- _What the task asks_: Report every line in the data below that contains the word "riverbank".

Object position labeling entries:
■ ■ ■ ■
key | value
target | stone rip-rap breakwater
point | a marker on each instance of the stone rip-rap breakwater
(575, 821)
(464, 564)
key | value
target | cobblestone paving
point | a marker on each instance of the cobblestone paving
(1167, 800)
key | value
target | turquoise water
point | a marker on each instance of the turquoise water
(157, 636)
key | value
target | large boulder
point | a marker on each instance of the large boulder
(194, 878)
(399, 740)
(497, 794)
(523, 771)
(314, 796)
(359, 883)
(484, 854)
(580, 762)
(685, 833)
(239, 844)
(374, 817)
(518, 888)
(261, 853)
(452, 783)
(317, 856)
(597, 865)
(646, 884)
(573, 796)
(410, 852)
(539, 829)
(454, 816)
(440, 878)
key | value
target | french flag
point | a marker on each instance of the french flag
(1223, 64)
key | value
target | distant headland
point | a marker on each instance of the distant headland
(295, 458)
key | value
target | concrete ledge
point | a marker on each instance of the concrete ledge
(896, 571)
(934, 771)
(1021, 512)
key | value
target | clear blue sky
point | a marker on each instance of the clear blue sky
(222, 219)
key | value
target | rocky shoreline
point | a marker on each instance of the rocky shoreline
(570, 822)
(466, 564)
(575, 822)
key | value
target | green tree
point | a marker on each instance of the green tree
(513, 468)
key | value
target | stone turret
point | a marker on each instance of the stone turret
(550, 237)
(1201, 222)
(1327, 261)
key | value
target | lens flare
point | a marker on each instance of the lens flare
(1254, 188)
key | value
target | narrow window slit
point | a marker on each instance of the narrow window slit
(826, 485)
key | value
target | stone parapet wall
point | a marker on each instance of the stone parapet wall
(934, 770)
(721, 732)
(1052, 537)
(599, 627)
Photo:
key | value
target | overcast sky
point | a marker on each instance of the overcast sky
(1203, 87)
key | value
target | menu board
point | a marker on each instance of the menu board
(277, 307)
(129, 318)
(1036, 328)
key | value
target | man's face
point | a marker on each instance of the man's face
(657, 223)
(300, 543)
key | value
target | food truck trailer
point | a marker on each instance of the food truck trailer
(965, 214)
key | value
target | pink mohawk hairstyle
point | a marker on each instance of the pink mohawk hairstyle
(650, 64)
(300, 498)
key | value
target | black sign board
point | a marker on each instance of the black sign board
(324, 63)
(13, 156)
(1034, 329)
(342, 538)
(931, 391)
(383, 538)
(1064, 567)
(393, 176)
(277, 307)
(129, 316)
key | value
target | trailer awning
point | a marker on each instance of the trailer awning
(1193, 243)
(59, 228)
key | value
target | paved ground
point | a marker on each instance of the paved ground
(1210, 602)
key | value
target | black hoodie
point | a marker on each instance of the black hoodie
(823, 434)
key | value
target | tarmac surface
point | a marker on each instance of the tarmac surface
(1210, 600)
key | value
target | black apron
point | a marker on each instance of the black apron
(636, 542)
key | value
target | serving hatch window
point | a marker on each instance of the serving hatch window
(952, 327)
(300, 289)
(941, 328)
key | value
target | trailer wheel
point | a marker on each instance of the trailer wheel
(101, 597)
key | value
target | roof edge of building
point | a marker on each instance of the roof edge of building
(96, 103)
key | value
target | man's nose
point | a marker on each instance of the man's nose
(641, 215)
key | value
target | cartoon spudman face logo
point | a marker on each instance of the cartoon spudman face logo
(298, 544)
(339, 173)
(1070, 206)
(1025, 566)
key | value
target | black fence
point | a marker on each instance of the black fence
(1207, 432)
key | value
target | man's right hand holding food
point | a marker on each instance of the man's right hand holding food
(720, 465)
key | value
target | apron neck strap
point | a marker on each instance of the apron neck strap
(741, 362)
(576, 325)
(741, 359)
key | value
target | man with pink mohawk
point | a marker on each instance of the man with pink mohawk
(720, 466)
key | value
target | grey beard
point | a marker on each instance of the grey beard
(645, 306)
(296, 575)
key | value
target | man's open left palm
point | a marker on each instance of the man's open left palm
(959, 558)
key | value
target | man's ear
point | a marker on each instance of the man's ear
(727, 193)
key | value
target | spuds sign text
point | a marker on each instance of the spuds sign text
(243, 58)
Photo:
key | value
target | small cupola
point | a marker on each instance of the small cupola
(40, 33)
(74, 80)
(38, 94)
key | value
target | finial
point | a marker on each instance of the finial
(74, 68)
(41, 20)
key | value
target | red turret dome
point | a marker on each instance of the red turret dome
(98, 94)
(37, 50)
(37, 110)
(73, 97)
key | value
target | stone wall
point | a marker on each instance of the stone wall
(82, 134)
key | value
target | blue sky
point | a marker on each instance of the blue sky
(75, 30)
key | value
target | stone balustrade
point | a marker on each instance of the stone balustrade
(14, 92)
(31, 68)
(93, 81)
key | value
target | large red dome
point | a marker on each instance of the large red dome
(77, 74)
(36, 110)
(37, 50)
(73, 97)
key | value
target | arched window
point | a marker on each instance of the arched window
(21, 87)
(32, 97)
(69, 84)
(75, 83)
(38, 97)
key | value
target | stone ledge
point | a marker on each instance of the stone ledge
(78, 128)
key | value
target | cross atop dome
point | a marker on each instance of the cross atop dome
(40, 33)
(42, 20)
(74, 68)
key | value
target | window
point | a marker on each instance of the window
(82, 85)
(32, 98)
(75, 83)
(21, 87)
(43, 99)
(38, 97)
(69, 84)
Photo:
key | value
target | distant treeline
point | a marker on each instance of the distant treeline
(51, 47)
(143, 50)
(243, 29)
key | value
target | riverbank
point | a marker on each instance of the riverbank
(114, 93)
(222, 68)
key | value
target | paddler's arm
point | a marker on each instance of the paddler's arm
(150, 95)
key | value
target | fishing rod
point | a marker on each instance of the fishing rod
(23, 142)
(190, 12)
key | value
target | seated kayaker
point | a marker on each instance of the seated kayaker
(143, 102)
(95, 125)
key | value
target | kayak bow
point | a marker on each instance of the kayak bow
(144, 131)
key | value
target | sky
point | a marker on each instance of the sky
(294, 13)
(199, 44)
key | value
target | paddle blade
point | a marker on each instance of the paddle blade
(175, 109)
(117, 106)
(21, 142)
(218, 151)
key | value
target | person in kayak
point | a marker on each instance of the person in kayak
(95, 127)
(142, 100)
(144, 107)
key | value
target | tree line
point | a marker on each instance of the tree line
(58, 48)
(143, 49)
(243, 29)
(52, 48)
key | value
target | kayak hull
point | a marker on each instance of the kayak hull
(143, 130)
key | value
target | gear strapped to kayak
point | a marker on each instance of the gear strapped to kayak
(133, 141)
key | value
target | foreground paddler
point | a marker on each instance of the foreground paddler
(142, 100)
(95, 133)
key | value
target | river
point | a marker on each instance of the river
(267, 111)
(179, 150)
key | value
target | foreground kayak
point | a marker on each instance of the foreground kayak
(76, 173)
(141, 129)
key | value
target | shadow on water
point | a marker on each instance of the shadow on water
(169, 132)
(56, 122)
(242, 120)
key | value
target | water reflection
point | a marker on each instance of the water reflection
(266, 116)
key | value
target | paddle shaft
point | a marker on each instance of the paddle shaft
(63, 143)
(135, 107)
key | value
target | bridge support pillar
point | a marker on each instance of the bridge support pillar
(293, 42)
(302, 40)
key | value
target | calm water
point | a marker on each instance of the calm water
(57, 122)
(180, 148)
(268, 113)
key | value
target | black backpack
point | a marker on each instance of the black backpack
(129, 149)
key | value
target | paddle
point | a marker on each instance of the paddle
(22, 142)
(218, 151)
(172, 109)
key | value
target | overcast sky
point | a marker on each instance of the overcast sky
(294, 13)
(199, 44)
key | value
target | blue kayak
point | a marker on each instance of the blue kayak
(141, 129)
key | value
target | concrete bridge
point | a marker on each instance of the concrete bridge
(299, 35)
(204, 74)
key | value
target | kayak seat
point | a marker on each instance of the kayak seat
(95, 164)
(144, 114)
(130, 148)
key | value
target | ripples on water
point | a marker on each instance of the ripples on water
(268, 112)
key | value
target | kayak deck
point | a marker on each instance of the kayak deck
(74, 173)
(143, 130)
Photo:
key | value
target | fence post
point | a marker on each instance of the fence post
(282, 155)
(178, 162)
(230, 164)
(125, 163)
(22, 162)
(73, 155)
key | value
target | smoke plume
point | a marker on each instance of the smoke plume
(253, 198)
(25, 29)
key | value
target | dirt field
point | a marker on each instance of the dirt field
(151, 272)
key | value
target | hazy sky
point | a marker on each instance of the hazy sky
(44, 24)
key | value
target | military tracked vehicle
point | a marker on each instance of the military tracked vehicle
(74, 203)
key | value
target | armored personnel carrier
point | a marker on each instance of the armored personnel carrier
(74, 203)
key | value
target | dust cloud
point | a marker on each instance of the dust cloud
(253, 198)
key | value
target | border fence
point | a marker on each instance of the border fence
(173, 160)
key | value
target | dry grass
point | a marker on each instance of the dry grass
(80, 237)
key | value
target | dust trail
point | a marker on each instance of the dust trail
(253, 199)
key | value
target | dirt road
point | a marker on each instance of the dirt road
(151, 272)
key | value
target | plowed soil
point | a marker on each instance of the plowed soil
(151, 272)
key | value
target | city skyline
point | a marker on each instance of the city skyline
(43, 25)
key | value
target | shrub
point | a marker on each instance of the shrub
■ ■ ■ ■
- _Written solution_:
target | riverbank
point | a marker on each instance of the riverbank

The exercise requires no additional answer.